= Exercise A =
In the nursing home testing article, rewrite the passage from "To date, most" up to and including "next two weeks.", changing "long-term care facilities" to "senior living facilities".
= Exercise B =
Using the nursing home testing article, answer these:
(i) Who will supply the swabs for the mass testing program?
(ii) How many facilities, in how many counties, have residents or employees with COVID-19?
(iii) Which country did Wolf point to as an example?

= Text provided =
==============================

Swabs for the mass testing program will come from the federal government.
“This effort will give us a clearer picture of the extent of outbreaks in nursing homes and a head start in stopping them, ” Levine said.
Starting Saturday, long-term care facilities will be required to report coronavirus data to the state. The long-sought information will be released publicly during news conferences and online, Levine said.
To date, most of the patients who have been hospitalized or died in Pennsylvania have been 65 or older. In nursing and personal care homes, there are 12,130 residents with COVID-19 and 1,724 employees with it, spread out over 540 facilities in 44 counties.
Last month, Valerie Arkoosh, chair of the Montgomery County Board of Commissioners, recommended long-term care facilities test all residents and staff members. Yesterday, the White House recommended the same thing, calling for everyone at such facilities to be tested in the next two weeks.
When asked about counties pushing to ease social distancing measures with or without the governor’s approval, Wolf said everyone should focus on the common enemy, the new coronavirus.
“We’re in a better place than we would have been had we done nothing,” Wolf said. “The effort to open as quickly as possible is absolutely understandable, we’re all frustrated by where we are … We need to take the same measured reasoned approach to reopen as we did to closing and hope that we can have the same good results.”
Wolf pointed to South Korea as an example. Health experts credited the country’s fast response in controlling the outbreak, but there had been a spike in new infections over the weekend.

==============================

= Data to examine =
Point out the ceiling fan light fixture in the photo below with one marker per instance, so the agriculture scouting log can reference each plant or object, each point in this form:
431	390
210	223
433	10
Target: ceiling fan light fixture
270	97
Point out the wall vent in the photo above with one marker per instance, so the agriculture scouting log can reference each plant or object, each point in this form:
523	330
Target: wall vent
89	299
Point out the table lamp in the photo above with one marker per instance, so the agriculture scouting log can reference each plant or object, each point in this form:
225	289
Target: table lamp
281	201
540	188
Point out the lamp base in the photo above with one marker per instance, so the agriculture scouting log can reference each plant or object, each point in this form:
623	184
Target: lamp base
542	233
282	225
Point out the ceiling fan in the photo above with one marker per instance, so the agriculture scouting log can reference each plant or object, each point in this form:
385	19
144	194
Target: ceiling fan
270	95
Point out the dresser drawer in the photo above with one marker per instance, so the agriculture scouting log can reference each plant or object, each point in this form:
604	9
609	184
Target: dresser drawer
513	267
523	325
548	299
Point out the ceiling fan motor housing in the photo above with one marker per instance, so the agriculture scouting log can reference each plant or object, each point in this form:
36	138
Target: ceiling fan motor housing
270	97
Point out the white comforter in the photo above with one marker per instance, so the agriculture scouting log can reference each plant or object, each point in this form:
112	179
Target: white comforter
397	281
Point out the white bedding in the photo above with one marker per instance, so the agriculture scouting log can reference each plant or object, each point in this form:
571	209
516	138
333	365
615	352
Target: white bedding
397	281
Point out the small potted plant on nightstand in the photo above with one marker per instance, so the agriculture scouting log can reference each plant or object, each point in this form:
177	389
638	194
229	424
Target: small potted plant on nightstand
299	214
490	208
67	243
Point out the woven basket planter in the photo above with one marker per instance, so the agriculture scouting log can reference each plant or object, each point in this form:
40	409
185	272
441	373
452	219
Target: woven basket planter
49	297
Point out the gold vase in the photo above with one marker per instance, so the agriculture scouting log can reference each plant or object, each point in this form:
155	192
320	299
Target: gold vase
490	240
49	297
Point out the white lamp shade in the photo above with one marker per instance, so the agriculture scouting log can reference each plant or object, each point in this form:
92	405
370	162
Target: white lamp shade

==============================

= Task result A =
To date, most of the patients who have been hospitalized or died in Pennsylvania have been 65 or older. In nursing and personal care homes, there are 12,130 residents with COVID-19 and 1,724 employees with it, spread out over 540 facilities in 44 counties.
Last month, Valerie Arkoosh, chair of the Montgomery County Board of Commissioners, recommended senior living facilities test all residents and staff members. Yesterday, the White House recommended the same thing, calling for everyone at such facilities to be tested in the next two weeks.

= Task result B =
(i) The federal government.
(ii) 540 facilities in 44 counties.
(iii) South Korea.